本文:
+ + + +

フラワーモチーフジュエリーブランド
セレンディップジュエルの
天生目理香(Nabatame Rika)です。
今日は1日看護師をしていました。
ちょっとだけ疲れました。💦
このブログは今落ち込んでいて出口が見えない人に読んでいただきたくて書き始めたものです。
あと何回かで終わりになる予定です。
事故の加害者を許せないという思い、母が可哀そうだという思いがこみ上げて止まらなかった。
数回の手術とリハビリを終え、母が無事退院できて安堵したのは、ほんのつかの間だった。退院から数週間、母の精神状態が変調をきたしてしまったのだ。
肉体が崩壊するほどの大きな事故。死の淵でどちらに行くかわからない状況から、たくさんの方々に支えられ、ようやく退院できたというのに…。
話も通じない。
目の焦点も合わない。
話す内容も現実とは違う事ばかり。
表情も普通ではなかった。
心配した兄から何度も電話が来た。
私も心配で何度も電話をした。
「もうお手上げだ…」
最後に兄はそう言った。
「そんなはずはない」。そう自分に言い聞かせた。
心配でたまらず、急いで長野の実家に帰った。母に話しかけたのだが、やはり様子は同じだった。
可愛がっていた犬に見向きもしない。
かわいい孫たちの話をしても、話にのってこない。
ずっとベッドで横になったまま、食事も食べようとしない。
それだけではなかった。
時計が壊れている。
お風呂が壊れている。
洗濯機が壊れている。
テレビが壊れている。
などと、家の中のあらゆるものが壊れていると言い出した。
肉体の次は、人格が崩壊したかのようだった。
「この人は、母ではない」。そう感じた。
事故から回復するまでにエネルギーを使い果たし、認知症になってしまったのか。
事故で頭を打った後遺症か。
それとも、事故のショックで精神疾患になってしまったのか…。
「何もできなくなっちゃった…」
入院中から母は、不自由な体を見つめてはつぶやくことがあった。
入院していた7カ月もの間、1人で治療とリハビリに耐えていた母。
リハビリのために入院した病院の作業療法士さんから後で聞いた話なのだが、最初に救急搬送されて治療を受けていた病院の理学療法士さんから、病状と共にこんな申し送りがされていたそうだ。
「我慢強く頑張る方なので、あまり無理はさせないでください」
自宅近くの病院の内科で処方された薬を飲んでも、その精神症状は落ち着く様子はなかった。
むしろ、薬を飲むと余計にひどくなるようにさえ感じられた。
医師が処方した薬を勝手に止めるのは危険だとよく分かってはいるが、止めずにはいられなかった。
「もう飲まないで」

+ + + +

データセット内容:
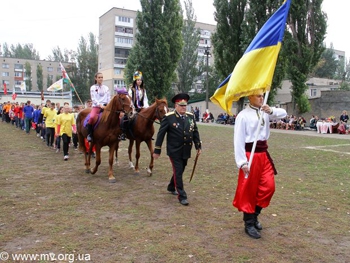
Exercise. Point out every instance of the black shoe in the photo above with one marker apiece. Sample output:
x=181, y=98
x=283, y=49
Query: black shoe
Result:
x=184, y=202
x=257, y=225
x=252, y=232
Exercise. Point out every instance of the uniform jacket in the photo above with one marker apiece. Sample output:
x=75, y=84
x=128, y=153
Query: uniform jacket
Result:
x=181, y=135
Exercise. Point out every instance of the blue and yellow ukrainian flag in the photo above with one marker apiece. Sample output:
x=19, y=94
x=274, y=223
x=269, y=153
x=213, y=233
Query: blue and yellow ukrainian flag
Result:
x=254, y=71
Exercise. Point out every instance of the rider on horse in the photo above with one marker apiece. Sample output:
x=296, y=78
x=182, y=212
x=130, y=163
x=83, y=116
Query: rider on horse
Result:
x=100, y=97
x=138, y=94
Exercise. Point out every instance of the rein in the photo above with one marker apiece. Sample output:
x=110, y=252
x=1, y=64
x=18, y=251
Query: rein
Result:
x=157, y=116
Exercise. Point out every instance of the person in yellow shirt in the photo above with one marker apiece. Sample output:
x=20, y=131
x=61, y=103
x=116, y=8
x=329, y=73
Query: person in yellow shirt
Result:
x=50, y=115
x=65, y=128
x=57, y=138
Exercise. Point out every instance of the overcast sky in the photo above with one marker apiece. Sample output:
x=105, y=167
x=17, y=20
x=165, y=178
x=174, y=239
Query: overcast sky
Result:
x=48, y=24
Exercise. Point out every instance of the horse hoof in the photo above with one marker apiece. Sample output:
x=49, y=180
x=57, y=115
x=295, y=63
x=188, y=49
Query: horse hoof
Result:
x=112, y=180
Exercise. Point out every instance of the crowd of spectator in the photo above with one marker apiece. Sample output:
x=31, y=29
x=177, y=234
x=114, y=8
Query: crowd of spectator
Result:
x=42, y=119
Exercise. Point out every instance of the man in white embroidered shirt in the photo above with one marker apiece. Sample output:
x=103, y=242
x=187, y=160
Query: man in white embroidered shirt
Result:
x=256, y=184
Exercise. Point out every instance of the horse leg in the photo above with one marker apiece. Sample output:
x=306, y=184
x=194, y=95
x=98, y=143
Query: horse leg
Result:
x=112, y=149
x=150, y=148
x=137, y=157
x=131, y=144
x=98, y=158
x=87, y=156
x=116, y=156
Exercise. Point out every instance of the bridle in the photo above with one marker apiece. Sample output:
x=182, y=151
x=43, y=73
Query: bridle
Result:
x=122, y=104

+ + + +

練習問題:
• A. 本文のうち、「それとも、事故のショックで精神疾患になってしまったのか…。」を含む語句で始まり「申し送りがされていたそうだ。」で終わる部分を、一字も変えずに書き写してください。
• B. 母の事故後の様子をつづった本文の最後の一文に続けて、その先を書き進めてください。

設問別解答:
• A.
それとも、事故のショックで精神疾患になってしまったのか…。
「何もできなくなっちゃった…」
入院中から母は、不自由な体を見つめてはつぶやくことがあった。
入院していた7カ月もの間、1人で治療とリハビリに耐えていた母。
リハビリのために入院した病院の作業療法士さんから後で聞いた話なのだが、最初に救急搬送されて治療を受けていた病院の理学療法士さんから、病状と共にこんな申し送りがされていたそうだ。

• B.
「あんた医者じゃないんだから、薬返して! 早く帰って!」
きつい口調で言われた。
母から「あんた」と呼ばれたことも、「早く帰って!」と言われたことも今まで一度もなかった。
やっぱり、母ではない。
強くて優しかった母がどこかに行ってしまった。
肉体はそのままあっても、もう母とまともに話をすることはできないのだろうか…。
自宅から少し離れた場所にある心療内科に連れて行ってみたが、足のマッサージをしてもらい、漢方薬を処方されただけだった。
何も状況は変わらなかった。
絶望感と無力感でいっぱいになった。
「人格」がどれほど大事なものなのかを思い知らされた。
人格が崩壊してしまった母を見るのは、肉体が崩壊した時の母を見ていた時よりもつらかった。
一生懸命に生きてきた人が何故、こんなことにならなくてはならないのか。
家族はもちろんだが、何より本人がどれだけつらいだろうか。
母の回復をずっと信じて頑張ってきたが、私たち家族がどんなに話しても説得しても変化の兆しがない。その状況に、あきらめの気持ちが出始めていた。
お正月だと言うのに、我が家は沈んでいた。
どんなときも温かく明るく迎えてくれた母がいなくなってしまった家は、寒々しく感じられた。
これからどうしたらいいのだろう…。
娘の受験を控えていたため、ずっと母につき添うこともできず、心配しながらも那須の自宅に戻った。
「ママは私よりおばあちゃんが大事なんでしょ!」
事情がよくわかっていない娘にもなじられた。
娘にも本当に可哀そうなことをしていると、自分を責めた。
娘に事情を話し、謝りながらも、どうにか受験が終わった日の翌日夜のことだった。
母が倒れて救急搬送されたと兄から電話があった。
夜の高速道路を走り、長野に着いたのは深夜0時を過ぎていた。